## Source extract
..............................
Mariwyn Evans writes about commercial real estate for REALTOR® Magazine. You can reach her at email@example.com.
November/December 2010: Commercial News Round Up
News briefs to keep you in the know about the commercial real estate industry.
November 1, 2010
1031 Option for Foreclosure Deals
As many commercial property owners face foreclosure or opt for deeds in lieu of the same, using a 1031 exchange to acquire a zero-income property may offer a way to defer the capital gains taxes due on the lost asset.
The strategy isn’t new, says Lou Weller, national director of real estate transaction planning at Deloitte Tax LLP, who first used the strategy during the commercial real estate meltdown of the early 1990s. But as markets fall, it’s made a comeback, and it can be a money saver.
When you’re trying to decide if a zero-income property exchange is right for your client, determine how much in capital gains the foreclosure will generate. The catch here is that for tax purposes, it doesn’t matter if the value of the property is less than the debt.
You can still have a gain, Weller says. If a property is financed with a nonrecourse mortgage and then foreclosed or deeded back to the bank, the debt amount is treated as the sales price, and the owner’s gain is equal to the excess of the debt over the tax basis. (Note that different rules apply for recourse debt, creating the possibility of a combination of capital gain/loss and ordinary income from the cancellation of debt when recourse debt is foreclosed.)
However, there is an option that may help some owners when a foreclosure or deed in lieu creates taxable capital gain. By exchanging the soon-to-be foreclosed property for another one equal in value to the amount of the loan, the owner can defer the capital gain and still satisfy the bank.
This time the catch is that since the owner won’t receive any cash from the foreclosure or deed in lieu, he doesn’t have cash to pay for the exchanged property. That’s where the zero-interest replacement property comes in.
A zero-interest property is one that is highly leveraged (as much as 90 percent LTV) and leased on a long-term triple-net basis to a credit tenant—think Walgreens or Starbucks. All the income from the property goes to cover the debt service and the tenant pays all the expenses, so there’s no positive or negative cash flow.
Because of the high leverage on a zero-interest property, only a relatively small amount of equity is needed to satisfy the boot in the exchange, provided that the mortgage on the asset is assumed. Even though they’ll receive no cash boot from the transaction, they’ll need to contribute somewhere in the neighborhood of 10 to 15 percent of the replacement property’s value to finalize the exchange.
..............................
[Shape boundary entries]
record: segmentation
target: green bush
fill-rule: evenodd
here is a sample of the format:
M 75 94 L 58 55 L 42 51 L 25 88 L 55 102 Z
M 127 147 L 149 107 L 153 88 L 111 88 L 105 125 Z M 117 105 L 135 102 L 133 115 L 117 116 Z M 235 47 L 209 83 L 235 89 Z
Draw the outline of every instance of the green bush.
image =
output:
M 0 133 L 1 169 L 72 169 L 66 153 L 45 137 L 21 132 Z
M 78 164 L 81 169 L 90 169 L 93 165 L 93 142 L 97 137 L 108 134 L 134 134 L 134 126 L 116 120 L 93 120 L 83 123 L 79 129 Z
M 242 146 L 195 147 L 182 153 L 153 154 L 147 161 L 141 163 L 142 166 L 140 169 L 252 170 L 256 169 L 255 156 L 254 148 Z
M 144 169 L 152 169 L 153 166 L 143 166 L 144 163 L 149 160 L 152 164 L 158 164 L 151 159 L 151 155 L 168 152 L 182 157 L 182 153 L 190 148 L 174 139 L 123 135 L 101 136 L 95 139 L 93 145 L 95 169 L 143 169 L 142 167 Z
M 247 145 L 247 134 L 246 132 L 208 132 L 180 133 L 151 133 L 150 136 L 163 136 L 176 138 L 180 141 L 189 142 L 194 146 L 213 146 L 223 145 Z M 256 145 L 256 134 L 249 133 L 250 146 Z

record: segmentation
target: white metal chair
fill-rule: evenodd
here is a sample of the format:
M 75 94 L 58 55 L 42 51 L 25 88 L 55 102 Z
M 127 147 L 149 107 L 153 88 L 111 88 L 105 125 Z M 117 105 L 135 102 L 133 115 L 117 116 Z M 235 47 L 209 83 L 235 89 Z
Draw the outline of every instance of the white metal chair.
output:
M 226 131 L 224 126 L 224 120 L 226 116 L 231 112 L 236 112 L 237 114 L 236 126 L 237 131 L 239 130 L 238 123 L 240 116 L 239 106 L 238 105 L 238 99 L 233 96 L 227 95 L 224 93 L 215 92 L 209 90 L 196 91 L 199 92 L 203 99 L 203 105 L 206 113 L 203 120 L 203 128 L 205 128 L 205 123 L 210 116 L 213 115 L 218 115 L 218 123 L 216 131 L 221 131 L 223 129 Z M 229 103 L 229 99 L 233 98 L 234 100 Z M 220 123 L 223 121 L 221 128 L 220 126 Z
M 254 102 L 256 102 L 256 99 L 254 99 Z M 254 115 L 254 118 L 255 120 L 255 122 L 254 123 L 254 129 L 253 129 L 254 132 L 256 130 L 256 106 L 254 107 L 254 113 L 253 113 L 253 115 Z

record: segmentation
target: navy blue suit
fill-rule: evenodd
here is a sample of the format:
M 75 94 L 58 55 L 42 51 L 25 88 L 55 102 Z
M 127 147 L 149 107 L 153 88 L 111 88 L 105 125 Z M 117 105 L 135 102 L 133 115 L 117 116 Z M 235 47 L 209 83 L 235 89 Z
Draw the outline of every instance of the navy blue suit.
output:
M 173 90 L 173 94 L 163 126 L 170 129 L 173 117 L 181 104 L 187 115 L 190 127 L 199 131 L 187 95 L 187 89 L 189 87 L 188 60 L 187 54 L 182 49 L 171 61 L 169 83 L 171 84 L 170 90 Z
..............................
## Work instructions
**a)** Which companies does the news roundup name? List them all.
**b)** Reproduce the passage of the news roundup starting at "A zero-interest property is" and ending at "finalize the exchange.".

## Solved tasks
**a)** Deloitte Tax LLP, Walgreens, Starbucks

**b)**
A zero-interest property is one that is highly leveraged (as much as 90 percent LTV) and leased on a long-term triple-net basis to a credit tenant—think Walgreens or Starbucks. All the income from the property goes to cover the debt service and the tenant pays all the expenses, so there’s no positive or negative cash flow.
Because of the high leverage on a zero-interest property, only a relatively small amount of equity is needed to satisfy the boot in the exchange, provided that the mortgage on the asset is assumed. Even though they’ll receive no cash boot from the transaction, they’ll need to contribute somewhere in the neighborhood of 10 to 15 percent of the replacement property’s value to finalize the exchange.